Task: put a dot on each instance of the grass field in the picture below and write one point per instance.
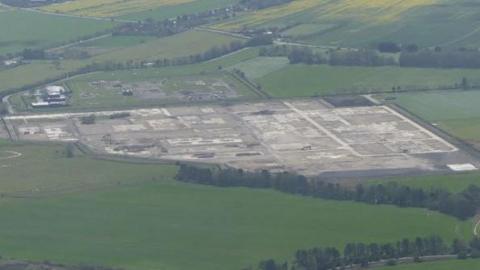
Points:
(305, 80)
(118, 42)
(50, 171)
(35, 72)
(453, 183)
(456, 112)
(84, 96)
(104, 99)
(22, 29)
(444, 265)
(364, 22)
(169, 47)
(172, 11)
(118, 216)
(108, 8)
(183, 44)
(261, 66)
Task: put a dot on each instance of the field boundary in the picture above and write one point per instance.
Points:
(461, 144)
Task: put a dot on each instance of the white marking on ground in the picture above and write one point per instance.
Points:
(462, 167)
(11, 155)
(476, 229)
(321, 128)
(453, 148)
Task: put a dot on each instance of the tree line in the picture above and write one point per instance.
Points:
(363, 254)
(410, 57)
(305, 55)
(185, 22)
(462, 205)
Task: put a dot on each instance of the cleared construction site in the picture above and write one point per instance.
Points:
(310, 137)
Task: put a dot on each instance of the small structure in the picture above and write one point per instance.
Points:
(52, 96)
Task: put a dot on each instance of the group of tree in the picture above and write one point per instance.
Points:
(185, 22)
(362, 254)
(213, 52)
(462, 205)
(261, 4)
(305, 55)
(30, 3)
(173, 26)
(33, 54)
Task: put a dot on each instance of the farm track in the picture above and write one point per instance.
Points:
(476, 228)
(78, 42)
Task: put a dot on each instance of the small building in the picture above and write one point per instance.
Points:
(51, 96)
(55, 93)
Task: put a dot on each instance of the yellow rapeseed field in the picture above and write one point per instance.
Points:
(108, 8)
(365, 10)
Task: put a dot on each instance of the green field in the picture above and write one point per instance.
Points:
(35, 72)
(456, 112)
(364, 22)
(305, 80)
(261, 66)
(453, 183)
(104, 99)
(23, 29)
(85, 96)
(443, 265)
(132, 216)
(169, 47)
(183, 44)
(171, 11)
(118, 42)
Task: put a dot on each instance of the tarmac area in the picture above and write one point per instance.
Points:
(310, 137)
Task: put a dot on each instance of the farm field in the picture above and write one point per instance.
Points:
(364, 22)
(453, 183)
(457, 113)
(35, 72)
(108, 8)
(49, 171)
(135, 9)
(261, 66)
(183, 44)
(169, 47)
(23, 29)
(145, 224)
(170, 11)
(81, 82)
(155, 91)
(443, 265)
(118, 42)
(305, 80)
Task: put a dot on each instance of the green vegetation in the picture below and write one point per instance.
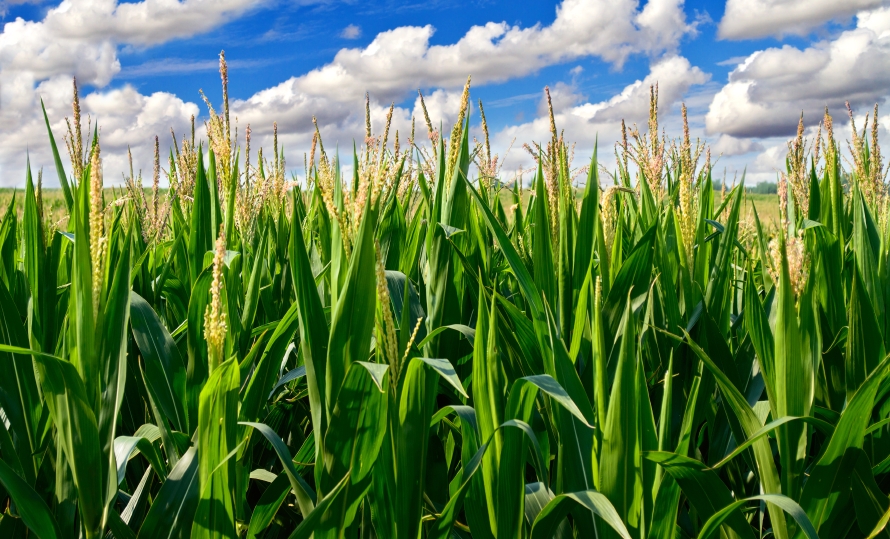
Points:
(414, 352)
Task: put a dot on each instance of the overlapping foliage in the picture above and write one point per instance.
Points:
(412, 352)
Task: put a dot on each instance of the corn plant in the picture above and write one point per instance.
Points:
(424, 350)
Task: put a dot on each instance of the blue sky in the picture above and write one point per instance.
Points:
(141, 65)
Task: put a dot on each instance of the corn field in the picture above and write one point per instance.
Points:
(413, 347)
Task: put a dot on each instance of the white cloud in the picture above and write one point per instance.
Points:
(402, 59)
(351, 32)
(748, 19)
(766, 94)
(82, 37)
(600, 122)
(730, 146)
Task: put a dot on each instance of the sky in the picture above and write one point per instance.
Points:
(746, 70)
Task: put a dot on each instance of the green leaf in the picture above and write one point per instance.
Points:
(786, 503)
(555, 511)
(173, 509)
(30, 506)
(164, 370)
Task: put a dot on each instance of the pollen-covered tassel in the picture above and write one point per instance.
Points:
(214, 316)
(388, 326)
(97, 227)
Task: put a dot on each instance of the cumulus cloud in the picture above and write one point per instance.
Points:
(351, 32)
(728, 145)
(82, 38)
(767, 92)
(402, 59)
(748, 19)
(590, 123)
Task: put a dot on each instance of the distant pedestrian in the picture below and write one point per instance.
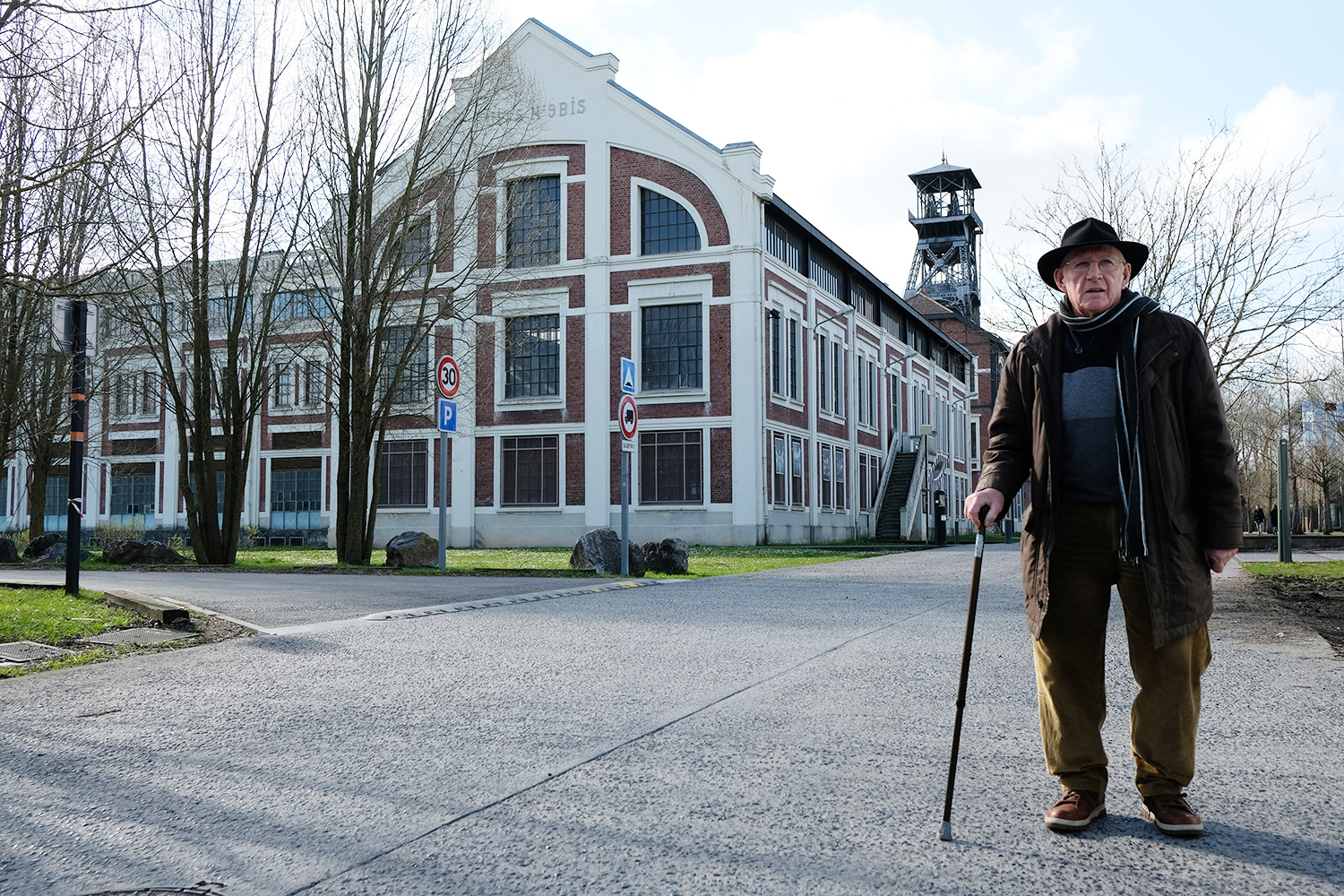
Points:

◇ ◇ ◇

Objective:
Copy the data above word for word, omitting the pictures.

Worked answer:
Task: put a dot on each instance of the grass field in the picture below and write one point per instance.
Points:
(305, 80)
(118, 42)
(50, 171)
(35, 72)
(453, 183)
(456, 112)
(84, 96)
(104, 99)
(22, 29)
(444, 265)
(364, 22)
(169, 47)
(172, 11)
(118, 216)
(108, 8)
(183, 44)
(261, 66)
Task: put a dot on each instance of the field boundary in the picture above and write one point per instance.
Points:
(461, 144)
Task: put a dot on each instance of the white marking on ground in the picture above and write one point per instance.
Points:
(462, 167)
(11, 155)
(476, 229)
(321, 128)
(453, 148)
Task: put a dot on each instance of the tree line in the picture above and write one point per instance.
Points:
(363, 254)
(410, 57)
(305, 55)
(185, 22)
(462, 205)
Task: put a dot on each instance of the cleared construction site in the picture above and write one point per instance.
Points:
(310, 137)
Task: put a dot on each instance of the small structure in the picture above and write one point per instance.
Points:
(52, 96)
Task: put a dot on each instance of the group of tree in the picture above and write one point per instance.
Points:
(185, 22)
(362, 254)
(213, 52)
(462, 205)
(261, 4)
(305, 55)
(30, 3)
(173, 26)
(33, 54)
Task: put a dot on each instance of the farm track in the picture above and write one point per instance.
Points:
(476, 228)
(78, 42)
Task: put a dot on each instance of the small building in the picture above and write one point per instance.
Points:
(51, 96)
(55, 93)
Task: put a dot on each instance of the yellow rapeseed field in the picture above and write one point per instance.
Points:
(108, 8)
(365, 10)
Task: put a dot on each instance of the green field in the picture above and write one point per instance.
Points:
(35, 72)
(456, 112)
(364, 22)
(305, 80)
(261, 66)
(453, 183)
(104, 99)
(23, 29)
(85, 96)
(443, 265)
(132, 216)
(169, 47)
(183, 44)
(171, 11)
(118, 42)
Task: put a dot on each instance of the tarmac area in the picture above and write one point per instance.
Points:
(310, 137)
Task: put a dot on each instance of the farm field in the picture above and write one point per instance.
Points:
(364, 22)
(453, 183)
(457, 113)
(35, 72)
(108, 8)
(49, 171)
(135, 9)
(261, 66)
(183, 44)
(169, 47)
(23, 29)
(145, 224)
(170, 11)
(81, 82)
(155, 91)
(443, 265)
(118, 42)
(305, 80)
Task: put a dot on each instance of the green vegetation in the picture below and write one point per instance.
Points:
(414, 352)
Task: put a dot on each instance of the overlapping foliage in the picture above and write one point per instance.
Points:
(412, 352)
Task: put a dot on each instance of the corn plant in the picture above and write one point per instance.
Points:
(424, 350)
Task: put a dot on each instance of the blue sky in the picture above and write one point per instance.
Points:
(141, 65)
Task: put a dot on each instance of the corn field in the picture above and write one point per instance.
Points:
(413, 347)
Task: put a dot on each instance of the white cloud in the picture above and write one point per instance.
Points:
(402, 59)
(351, 32)
(748, 19)
(766, 94)
(82, 37)
(600, 122)
(730, 146)
Task: put a dot on each instance of the sky in the picture above and write one point per instance.
Points:
(746, 70)
Task: put a dot on each instance of the green leaf in the picture above and write one point per instance.
Points:
(786, 503)
(555, 511)
(173, 509)
(30, 506)
(164, 370)
Task: put a dot on each instance of the pollen-covered tassel in the picture above and write one point per instance.
Points:
(214, 316)
(388, 326)
(97, 227)
Task: put a dot on each instance of the cumulus cloud in the picture above and write one point per instance.
Points:
(351, 32)
(728, 145)
(82, 38)
(767, 92)
(402, 59)
(748, 19)
(590, 123)
Task: put a dot on each instance of the distant pedestrian in the picture below and write one point per instance.
Points:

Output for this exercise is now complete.